Exercise aim:
Return, word for word, everything from the line containing "window frame in the photo above." down to the line containing "pixel 150 152", with both of those lines included.
★ ★ ★ ★ ★ ★ ★
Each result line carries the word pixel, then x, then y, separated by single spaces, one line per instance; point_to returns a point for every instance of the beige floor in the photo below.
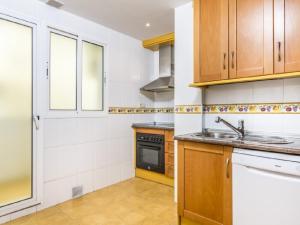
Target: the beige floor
pixel 14 191
pixel 134 202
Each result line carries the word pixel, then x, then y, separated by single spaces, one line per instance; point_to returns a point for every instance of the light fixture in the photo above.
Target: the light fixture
pixel 55 3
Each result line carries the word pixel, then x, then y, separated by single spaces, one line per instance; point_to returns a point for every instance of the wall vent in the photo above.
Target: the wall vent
pixel 77 191
pixel 55 3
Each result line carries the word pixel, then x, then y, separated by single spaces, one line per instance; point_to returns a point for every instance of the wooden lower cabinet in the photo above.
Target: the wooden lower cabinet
pixel 205 183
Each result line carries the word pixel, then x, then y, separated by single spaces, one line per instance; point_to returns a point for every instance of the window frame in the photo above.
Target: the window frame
pixel 92 113
pixel 79 112
pixel 74 37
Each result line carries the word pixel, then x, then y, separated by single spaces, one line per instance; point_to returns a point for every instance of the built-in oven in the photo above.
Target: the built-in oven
pixel 150 152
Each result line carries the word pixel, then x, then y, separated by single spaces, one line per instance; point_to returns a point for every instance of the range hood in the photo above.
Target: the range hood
pixel 165 82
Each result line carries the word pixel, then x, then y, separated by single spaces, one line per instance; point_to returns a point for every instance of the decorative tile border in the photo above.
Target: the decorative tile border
pixel 272 108
pixel 267 108
pixel 188 109
pixel 138 110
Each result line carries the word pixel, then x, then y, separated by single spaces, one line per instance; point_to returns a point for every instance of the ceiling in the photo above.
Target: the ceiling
pixel 128 16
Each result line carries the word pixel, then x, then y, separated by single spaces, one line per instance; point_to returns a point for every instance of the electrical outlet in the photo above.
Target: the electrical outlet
pixel 77 191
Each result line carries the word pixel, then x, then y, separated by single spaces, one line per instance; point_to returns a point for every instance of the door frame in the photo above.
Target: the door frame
pixel 36 142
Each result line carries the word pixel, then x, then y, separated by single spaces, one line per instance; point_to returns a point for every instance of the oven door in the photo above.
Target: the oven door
pixel 150 156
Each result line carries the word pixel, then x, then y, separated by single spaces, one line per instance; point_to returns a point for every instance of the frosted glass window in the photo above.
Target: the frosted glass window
pixel 92 77
pixel 15 112
pixel 63 64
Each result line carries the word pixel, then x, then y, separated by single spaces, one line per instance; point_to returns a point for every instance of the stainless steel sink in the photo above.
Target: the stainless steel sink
pixel 247 138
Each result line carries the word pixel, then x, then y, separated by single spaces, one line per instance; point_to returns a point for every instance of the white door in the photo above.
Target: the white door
pixel 17 110
pixel 265 191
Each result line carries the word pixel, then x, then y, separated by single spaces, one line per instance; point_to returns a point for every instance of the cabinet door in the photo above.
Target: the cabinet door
pixel 250 38
pixel 210 40
pixel 205 183
pixel 287 36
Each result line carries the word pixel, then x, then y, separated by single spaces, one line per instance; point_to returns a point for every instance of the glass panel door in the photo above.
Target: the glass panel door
pixel 15 112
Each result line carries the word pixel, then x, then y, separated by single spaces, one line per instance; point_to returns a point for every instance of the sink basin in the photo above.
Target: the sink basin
pixel 247 138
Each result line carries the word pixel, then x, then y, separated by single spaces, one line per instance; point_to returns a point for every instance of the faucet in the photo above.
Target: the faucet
pixel 240 130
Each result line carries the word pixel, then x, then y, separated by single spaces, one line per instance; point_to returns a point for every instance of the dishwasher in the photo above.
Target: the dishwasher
pixel 266 188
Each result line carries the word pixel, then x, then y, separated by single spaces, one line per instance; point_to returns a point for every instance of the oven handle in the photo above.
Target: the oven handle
pixel 147 144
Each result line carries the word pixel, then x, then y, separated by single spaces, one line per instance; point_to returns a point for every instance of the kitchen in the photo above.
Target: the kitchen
pixel 174 112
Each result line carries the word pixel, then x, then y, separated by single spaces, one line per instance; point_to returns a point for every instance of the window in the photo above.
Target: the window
pixel 63 72
pixel 92 77
pixel 79 93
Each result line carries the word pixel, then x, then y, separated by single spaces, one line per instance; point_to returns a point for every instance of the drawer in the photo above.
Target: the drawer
pixel 169 135
pixel 169 159
pixel 169 171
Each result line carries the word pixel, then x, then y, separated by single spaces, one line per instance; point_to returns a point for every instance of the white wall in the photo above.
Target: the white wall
pixel 90 151
pixel 184 95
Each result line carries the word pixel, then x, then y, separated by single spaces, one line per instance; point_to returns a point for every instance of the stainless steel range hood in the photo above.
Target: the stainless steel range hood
pixel 165 82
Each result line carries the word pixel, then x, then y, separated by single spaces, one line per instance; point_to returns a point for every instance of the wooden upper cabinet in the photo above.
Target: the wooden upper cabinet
pixel 287 36
pixel 211 40
pixel 204 183
pixel 250 38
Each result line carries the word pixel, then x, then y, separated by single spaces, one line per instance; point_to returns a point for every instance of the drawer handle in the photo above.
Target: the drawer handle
pixel 224 61
pixel 227 167
pixel 279 51
pixel 232 60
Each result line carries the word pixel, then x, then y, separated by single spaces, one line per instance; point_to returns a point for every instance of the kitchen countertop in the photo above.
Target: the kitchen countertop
★ ★ ★ ★ ★ ★ ★
Response for this exercise:
Each result line carries the word pixel, then x, then y, separated by single spaces, one line per instance; point_to returns a point for every instance of the window frame in the photo above.
Target: the window frame
pixel 92 113
pixel 79 112
pixel 74 37
Each result line carries the word pixel, then x, then y, separated by single spaces, one line per instance; point_to returns a point for every instance of the built-in oven in the photo above.
Target: the built-in oven
pixel 150 152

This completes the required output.